課題 ▸
この抜粋で、「臓器移植法案」の採決の際に個人の考えで投票したと書かれている人々の立場を、すべて挙げなさい。

抜粋 ▸
*-*-*
その頃、自分は新しい職場での生活を始めたばかりだが、リモートワークの日々とはいえ新しい仕事に慣れるのに汲々としていて余裕などほとんどなかったが、このコロナ禍におけるワクチン動向とオリンピックの行方だけは主にTwitterを通じてフォローし続けていた。
なぜなら、ワクチン接種のような公衆衛生、或いは人の生命に関わるものについて安全性やある種の宗教的な立場から議論は行われることについて異論はないが、自民党支持だから賛成すべきだ、共産党支持だから反対すべきだと言うのは全くナンセンスで、医学的、或いは生理学的な見地やそのワクチン接種のロジスティックに関わる面について行政、或いは国際関係として議論されるべきだと考えていた。実際、過去、麻生内閣の時だったと思うが、「臓器移植法案」が国会で採決された時、医学や生命の判断に党派性は馴染まないという考えで与野党が一致し、議員のみならず行政の長たる総理大臣、閣僚も含めて全て個人の考えで審議結果に対して投票が行われたと記憶している。これは国会史上に残る叡智に満ちた判断であったと思うしコロナ禍におけるワクチン接種についても本来であればそのように扱われるべきである、そう考えていたからだ。
それに比べるとスポーツ、特にオリンピックは様相が異なる。言うまでもなくオリンピックは決まるまでも、決まってからもその運営は国家の意思であり権力行使そのものである。それは開催する国だけではなく参加する国全てが大なる小なり、それぞれの思惑があって参加している。そして、その政治性に対する嫌悪感故に自分自身がオリンピックを忌避してきたことを前の章で書いていたわけである。無関心であること、それがスポーツと政治が交差しているオリンピックに対する自分の心情であり信条であった。
しかし、そのオリンピックの開催是非が否応なく政治の風景として自分の目の前で展開していく、最初は戸惑いと反吐が出る思いで見ていた。ただ自分の心の中で波がさざめくことが一つあった。それはこの東京オリンピックに参加する選手たちの年齢である。スポーツ選手の最盛期は20代、50代半ばの自分にとって正に子供たちの世代、素朴に彼らの活躍を見たかった。親の世代として子供たち世代の生命力溢れる躍動を見たかったし、彼らの夢が潰れ無念の思いに暮れる姿を見たくなかった。特に日本人の20代にとってコロナがなければ東京オリンピックは自分たちの世代の青春を寿ぐような祝祭でもあるし、生まれてこの方閉塞感に囚われてきた世代にとって待望久しい自分たちの輝く時間でもある。その彼らに開催中止という決定で世代的な挫折感を抱いて欲しくなかった。そして、親の世代としては、個人はともかく世代として社会運営の中心である我々が彼らの輝く舞台を用意できる、それはそれで幸せな機会であるし、前回の東京オリンピックに間に合わなかった世代であった自分たちが当事者としてオリンピックに関わることができる機会でもある。政治的思惑で親の世代と子の世代の夢の実現を壊すなど言語道断、そのように思い始めてさえいた。
*-*-*
(収集データ)
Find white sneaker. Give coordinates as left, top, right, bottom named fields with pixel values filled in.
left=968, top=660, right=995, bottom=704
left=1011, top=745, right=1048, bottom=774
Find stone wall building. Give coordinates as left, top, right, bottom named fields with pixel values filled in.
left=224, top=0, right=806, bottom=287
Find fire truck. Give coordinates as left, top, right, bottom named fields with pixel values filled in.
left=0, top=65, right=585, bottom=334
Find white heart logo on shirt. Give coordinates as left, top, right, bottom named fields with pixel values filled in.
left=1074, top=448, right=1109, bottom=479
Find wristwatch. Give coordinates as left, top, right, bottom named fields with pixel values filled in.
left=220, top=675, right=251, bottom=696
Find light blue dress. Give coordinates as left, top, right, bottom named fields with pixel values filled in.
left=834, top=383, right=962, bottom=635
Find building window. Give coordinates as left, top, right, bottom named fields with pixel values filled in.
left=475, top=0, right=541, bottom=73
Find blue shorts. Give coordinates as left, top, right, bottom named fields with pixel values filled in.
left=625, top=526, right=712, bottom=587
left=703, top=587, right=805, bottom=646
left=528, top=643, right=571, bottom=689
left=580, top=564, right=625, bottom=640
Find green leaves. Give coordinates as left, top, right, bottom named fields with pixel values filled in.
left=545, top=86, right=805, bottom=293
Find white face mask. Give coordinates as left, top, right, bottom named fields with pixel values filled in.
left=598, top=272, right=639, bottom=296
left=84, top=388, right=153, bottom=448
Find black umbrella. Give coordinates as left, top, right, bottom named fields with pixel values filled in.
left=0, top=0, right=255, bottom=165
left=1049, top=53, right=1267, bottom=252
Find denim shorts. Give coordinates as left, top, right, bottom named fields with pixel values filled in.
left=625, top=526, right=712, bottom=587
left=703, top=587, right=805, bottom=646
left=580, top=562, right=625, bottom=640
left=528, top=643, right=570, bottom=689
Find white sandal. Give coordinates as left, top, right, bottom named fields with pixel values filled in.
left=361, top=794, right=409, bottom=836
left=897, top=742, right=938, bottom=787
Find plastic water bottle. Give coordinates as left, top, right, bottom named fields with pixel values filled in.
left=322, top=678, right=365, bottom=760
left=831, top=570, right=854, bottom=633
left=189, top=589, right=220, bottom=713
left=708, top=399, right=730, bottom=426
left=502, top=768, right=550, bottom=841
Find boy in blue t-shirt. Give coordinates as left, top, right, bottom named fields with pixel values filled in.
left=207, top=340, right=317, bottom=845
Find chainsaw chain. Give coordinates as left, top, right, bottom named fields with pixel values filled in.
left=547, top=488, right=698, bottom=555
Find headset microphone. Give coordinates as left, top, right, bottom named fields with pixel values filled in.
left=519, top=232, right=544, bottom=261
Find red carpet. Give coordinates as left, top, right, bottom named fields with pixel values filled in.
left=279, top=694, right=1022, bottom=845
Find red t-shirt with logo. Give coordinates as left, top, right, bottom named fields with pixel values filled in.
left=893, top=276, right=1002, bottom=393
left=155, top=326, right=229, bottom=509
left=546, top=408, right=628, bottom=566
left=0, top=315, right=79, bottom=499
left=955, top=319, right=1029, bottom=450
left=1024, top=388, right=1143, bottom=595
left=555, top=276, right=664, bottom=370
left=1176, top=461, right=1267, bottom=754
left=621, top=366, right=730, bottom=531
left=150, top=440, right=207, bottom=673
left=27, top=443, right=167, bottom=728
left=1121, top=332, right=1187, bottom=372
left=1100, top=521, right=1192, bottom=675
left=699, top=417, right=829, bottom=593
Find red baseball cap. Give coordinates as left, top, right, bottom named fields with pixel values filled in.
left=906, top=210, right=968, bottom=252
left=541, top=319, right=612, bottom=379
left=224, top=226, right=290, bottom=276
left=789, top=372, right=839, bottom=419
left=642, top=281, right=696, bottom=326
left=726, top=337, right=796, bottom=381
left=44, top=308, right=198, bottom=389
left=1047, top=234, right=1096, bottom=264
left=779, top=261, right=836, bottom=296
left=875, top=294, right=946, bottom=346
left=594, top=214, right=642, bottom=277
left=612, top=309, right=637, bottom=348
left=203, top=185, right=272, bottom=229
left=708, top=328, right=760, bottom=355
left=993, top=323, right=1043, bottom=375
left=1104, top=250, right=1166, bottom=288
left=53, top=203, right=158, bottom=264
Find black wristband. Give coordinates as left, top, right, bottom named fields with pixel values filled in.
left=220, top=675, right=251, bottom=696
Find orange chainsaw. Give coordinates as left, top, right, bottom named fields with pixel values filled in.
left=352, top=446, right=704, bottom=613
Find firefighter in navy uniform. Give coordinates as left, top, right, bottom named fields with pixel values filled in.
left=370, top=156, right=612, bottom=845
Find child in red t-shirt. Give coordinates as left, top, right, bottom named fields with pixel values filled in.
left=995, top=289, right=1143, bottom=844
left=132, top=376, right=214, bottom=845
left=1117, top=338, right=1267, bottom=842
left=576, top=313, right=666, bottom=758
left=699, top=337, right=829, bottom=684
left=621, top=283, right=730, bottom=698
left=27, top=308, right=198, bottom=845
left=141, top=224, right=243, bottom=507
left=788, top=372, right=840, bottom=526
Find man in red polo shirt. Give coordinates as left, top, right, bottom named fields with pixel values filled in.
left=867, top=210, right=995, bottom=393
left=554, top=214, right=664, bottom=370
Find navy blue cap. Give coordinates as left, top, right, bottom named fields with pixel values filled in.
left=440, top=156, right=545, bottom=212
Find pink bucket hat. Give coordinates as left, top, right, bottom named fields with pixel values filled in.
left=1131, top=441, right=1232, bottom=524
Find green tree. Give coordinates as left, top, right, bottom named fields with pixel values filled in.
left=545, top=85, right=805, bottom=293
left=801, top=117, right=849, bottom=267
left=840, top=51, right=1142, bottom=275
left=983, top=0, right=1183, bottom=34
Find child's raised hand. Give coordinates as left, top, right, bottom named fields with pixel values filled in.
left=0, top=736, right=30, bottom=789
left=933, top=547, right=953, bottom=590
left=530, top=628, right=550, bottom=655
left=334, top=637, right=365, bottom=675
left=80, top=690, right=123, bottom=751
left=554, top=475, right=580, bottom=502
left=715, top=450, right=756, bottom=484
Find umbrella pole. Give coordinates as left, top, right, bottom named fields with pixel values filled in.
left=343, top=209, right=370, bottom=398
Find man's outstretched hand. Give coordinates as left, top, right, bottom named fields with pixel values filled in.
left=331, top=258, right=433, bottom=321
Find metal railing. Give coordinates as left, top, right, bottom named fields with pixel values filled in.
*-*-*
解答 ▸
議員、総理大臣（行政の長）、閣僚